* **Goal**
Give the items below as a numbered list, from the first line of the items through the line containing "[131, 475, 202, 548]", with blank lines and pictures left out.

---------------

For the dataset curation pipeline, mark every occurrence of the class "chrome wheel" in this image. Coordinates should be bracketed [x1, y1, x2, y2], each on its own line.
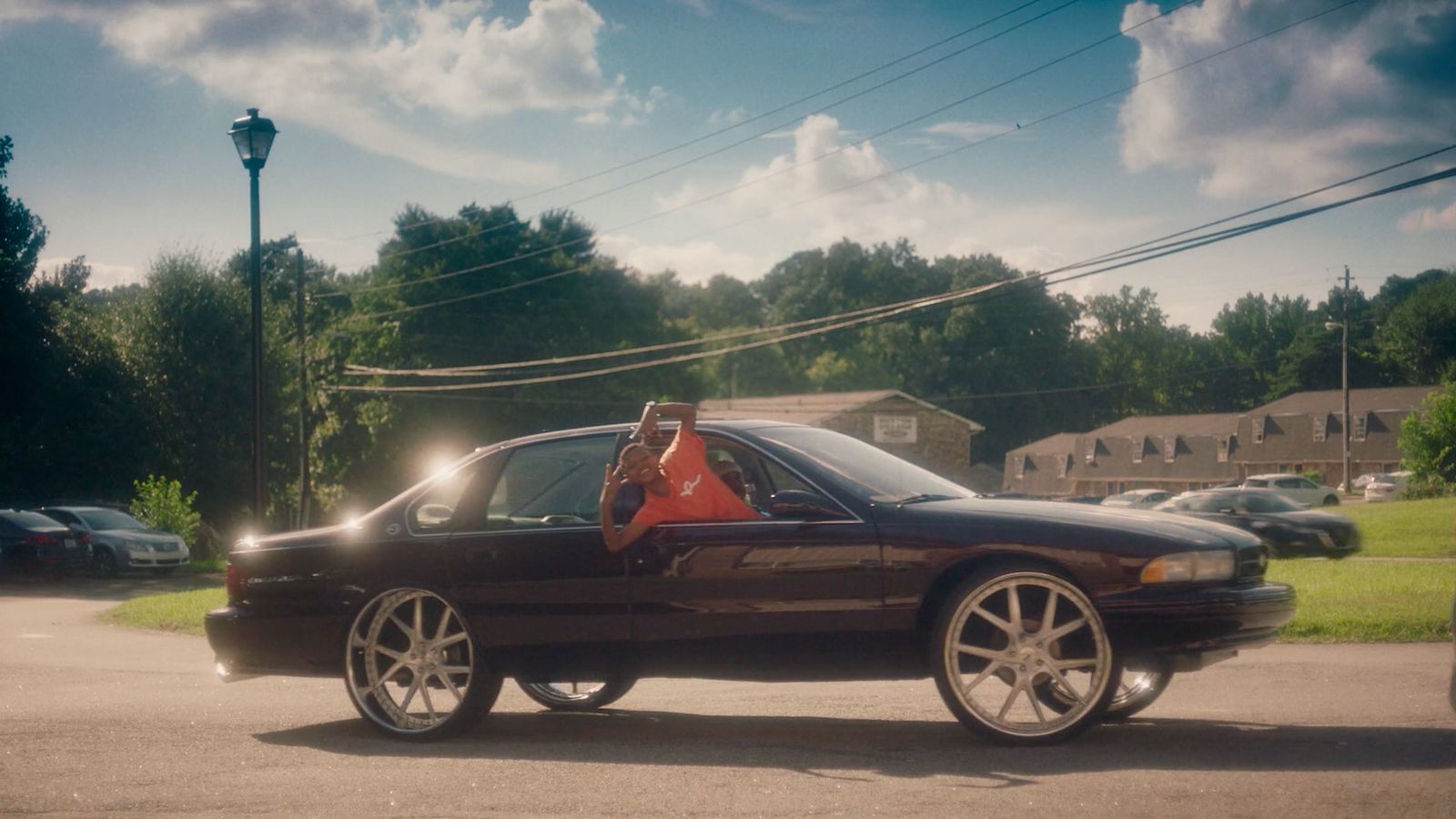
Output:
[935, 570, 1121, 744]
[345, 589, 500, 737]
[517, 678, 636, 711]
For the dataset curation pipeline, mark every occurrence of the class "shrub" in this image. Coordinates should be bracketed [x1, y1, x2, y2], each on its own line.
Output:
[131, 475, 202, 548]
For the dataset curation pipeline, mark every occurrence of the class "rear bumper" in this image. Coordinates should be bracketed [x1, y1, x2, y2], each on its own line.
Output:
[202, 606, 348, 682]
[1097, 583, 1294, 655]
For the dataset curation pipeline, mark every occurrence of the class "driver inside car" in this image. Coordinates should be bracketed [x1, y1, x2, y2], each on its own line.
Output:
[600, 400, 760, 552]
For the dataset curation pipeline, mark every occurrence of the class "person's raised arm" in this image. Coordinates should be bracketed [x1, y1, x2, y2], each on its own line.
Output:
[635, 400, 697, 439]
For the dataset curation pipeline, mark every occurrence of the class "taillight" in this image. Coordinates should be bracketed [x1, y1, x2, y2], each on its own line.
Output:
[228, 564, 243, 603]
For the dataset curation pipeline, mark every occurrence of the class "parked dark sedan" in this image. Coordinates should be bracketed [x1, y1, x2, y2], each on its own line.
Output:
[1158, 488, 1360, 560]
[0, 509, 90, 572]
[207, 421, 1294, 744]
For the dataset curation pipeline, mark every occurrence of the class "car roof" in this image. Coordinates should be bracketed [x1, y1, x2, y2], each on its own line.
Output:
[476, 419, 805, 451]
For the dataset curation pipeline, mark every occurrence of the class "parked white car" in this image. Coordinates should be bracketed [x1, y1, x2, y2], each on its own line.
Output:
[1102, 490, 1174, 509]
[1242, 472, 1340, 506]
[35, 506, 191, 577]
[1366, 470, 1410, 502]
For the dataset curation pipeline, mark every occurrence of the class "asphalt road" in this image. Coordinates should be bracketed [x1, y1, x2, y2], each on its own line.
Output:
[0, 579, 1456, 819]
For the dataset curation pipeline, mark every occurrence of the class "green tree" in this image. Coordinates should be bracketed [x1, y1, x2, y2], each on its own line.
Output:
[1400, 382, 1456, 497]
[1376, 271, 1456, 383]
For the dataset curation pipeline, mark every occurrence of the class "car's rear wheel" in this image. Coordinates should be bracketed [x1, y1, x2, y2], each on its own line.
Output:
[517, 676, 636, 711]
[935, 567, 1121, 744]
[345, 589, 500, 739]
[1036, 663, 1174, 723]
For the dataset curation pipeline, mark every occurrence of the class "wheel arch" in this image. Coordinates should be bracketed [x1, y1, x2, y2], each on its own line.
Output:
[915, 552, 1090, 659]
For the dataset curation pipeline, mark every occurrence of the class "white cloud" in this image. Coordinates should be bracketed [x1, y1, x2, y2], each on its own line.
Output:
[35, 257, 141, 290]
[1121, 0, 1456, 197]
[1400, 201, 1456, 233]
[597, 233, 769, 284]
[617, 116, 1146, 281]
[0, 0, 649, 182]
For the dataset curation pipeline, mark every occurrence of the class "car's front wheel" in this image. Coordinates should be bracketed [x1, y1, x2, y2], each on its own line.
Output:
[345, 589, 500, 739]
[517, 676, 636, 711]
[935, 567, 1121, 744]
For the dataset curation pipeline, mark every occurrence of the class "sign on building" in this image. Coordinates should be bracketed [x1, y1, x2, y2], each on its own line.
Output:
[875, 412, 915, 443]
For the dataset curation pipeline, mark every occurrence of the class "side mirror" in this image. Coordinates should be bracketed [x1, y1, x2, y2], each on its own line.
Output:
[769, 490, 849, 521]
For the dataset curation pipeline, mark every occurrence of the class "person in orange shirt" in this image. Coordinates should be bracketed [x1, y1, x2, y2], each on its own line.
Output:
[600, 400, 760, 552]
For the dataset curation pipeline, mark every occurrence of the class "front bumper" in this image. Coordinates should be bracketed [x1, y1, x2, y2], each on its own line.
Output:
[1097, 583, 1294, 655]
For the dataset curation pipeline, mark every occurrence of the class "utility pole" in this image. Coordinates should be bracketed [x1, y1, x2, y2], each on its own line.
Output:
[1340, 265, 1354, 494]
[294, 248, 308, 529]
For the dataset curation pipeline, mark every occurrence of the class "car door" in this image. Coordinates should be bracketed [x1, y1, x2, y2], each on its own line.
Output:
[626, 436, 884, 662]
[449, 434, 631, 647]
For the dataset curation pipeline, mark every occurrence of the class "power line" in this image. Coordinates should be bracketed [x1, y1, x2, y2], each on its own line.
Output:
[329, 160, 1456, 392]
[301, 0, 1079, 250]
[320, 0, 1194, 298]
[324, 0, 1357, 320]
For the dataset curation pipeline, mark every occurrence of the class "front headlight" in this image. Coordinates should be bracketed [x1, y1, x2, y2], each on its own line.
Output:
[1140, 550, 1235, 583]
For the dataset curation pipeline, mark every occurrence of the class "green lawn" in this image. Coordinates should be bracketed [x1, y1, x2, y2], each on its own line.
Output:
[1269, 560, 1456, 642]
[1330, 497, 1456, 557]
[102, 499, 1456, 642]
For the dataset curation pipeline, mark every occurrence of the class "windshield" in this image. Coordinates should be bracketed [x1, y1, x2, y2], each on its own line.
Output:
[755, 427, 976, 502]
[73, 509, 147, 531]
[1239, 492, 1303, 511]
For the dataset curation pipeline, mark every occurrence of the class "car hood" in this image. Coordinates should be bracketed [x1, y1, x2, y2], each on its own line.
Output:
[1255, 509, 1352, 529]
[891, 499, 1250, 547]
[92, 529, 182, 543]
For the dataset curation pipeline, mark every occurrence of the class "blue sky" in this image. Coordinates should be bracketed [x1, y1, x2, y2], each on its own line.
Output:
[0, 0, 1456, 331]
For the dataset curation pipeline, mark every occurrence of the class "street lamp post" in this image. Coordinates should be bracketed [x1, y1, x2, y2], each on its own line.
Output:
[228, 108, 278, 529]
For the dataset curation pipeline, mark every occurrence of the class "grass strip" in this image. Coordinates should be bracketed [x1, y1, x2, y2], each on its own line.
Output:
[1269, 560, 1456, 642]
[100, 586, 228, 635]
[1325, 497, 1456, 557]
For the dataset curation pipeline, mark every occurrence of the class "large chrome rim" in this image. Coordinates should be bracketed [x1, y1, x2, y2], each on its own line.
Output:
[348, 589, 475, 733]
[942, 571, 1112, 737]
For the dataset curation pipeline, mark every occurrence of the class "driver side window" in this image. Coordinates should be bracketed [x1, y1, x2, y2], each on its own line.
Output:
[485, 436, 614, 529]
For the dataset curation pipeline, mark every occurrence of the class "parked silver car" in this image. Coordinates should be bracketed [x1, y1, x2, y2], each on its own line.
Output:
[35, 506, 191, 577]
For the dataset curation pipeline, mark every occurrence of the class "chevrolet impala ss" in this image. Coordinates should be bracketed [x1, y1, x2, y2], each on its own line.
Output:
[207, 421, 1294, 744]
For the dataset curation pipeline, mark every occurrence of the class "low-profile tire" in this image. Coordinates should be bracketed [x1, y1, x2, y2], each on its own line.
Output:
[344, 589, 500, 741]
[92, 550, 116, 577]
[1036, 662, 1174, 723]
[934, 565, 1123, 744]
[515, 676, 636, 711]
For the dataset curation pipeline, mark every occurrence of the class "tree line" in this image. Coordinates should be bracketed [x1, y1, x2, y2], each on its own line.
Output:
[0, 137, 1456, 533]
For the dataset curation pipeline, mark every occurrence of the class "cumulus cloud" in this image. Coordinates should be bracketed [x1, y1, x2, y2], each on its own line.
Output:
[614, 116, 1143, 281]
[0, 0, 652, 182]
[1400, 203, 1456, 233]
[1119, 0, 1456, 197]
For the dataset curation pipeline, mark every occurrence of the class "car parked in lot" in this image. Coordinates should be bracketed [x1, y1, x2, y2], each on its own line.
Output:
[206, 421, 1294, 744]
[1366, 470, 1410, 502]
[1102, 490, 1174, 509]
[1242, 472, 1340, 506]
[1158, 488, 1360, 558]
[0, 509, 90, 572]
[35, 506, 191, 577]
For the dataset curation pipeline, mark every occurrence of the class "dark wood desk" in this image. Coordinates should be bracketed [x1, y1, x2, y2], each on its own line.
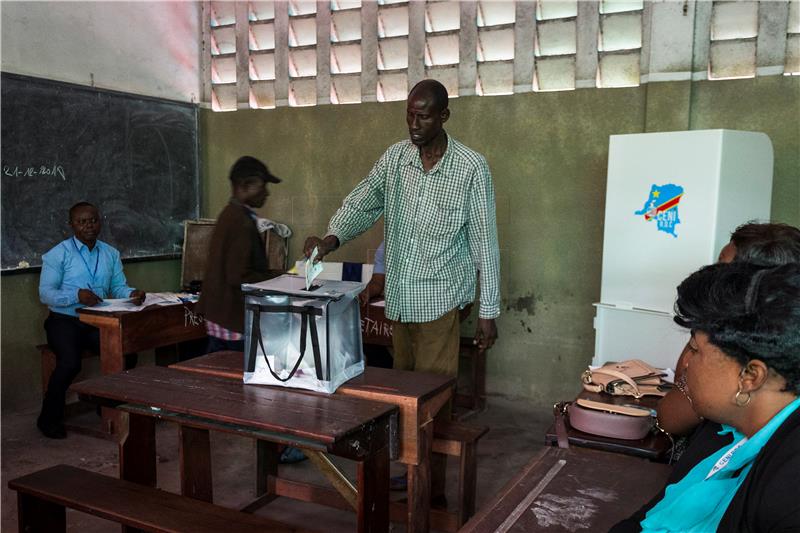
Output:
[544, 390, 672, 462]
[73, 367, 398, 532]
[78, 303, 206, 435]
[171, 352, 455, 531]
[459, 447, 670, 533]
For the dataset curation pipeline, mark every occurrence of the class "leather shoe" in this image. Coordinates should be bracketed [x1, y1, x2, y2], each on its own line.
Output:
[36, 420, 67, 439]
[431, 494, 447, 511]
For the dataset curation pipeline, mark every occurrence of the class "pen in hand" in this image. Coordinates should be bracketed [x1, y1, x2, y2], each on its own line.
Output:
[78, 285, 103, 307]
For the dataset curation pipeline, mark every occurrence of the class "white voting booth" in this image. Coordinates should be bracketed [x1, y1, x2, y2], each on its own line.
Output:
[593, 130, 773, 367]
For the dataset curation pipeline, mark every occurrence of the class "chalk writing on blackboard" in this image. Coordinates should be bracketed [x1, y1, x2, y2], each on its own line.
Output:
[3, 163, 67, 181]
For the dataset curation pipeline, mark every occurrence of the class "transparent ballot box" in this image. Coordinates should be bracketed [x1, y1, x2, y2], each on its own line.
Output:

---------------

* **Result for this task**
1. For the dataset curation pipeline, mark every occurrence of the class "chrome wheel" in this image. Coordinates should be bracketed [x1, y1, x2, y2], each on its own line.
2. Output:
3. [935, 570, 1121, 744]
4. [345, 589, 500, 737]
5. [517, 678, 636, 711]
6. For the dataset curation pipeline, mark every occurrence of the class "shrub" in this image. Coordinates should be bracketed [x1, y1, x2, y2], each on its own line.
7. Output:
8. [131, 475, 202, 548]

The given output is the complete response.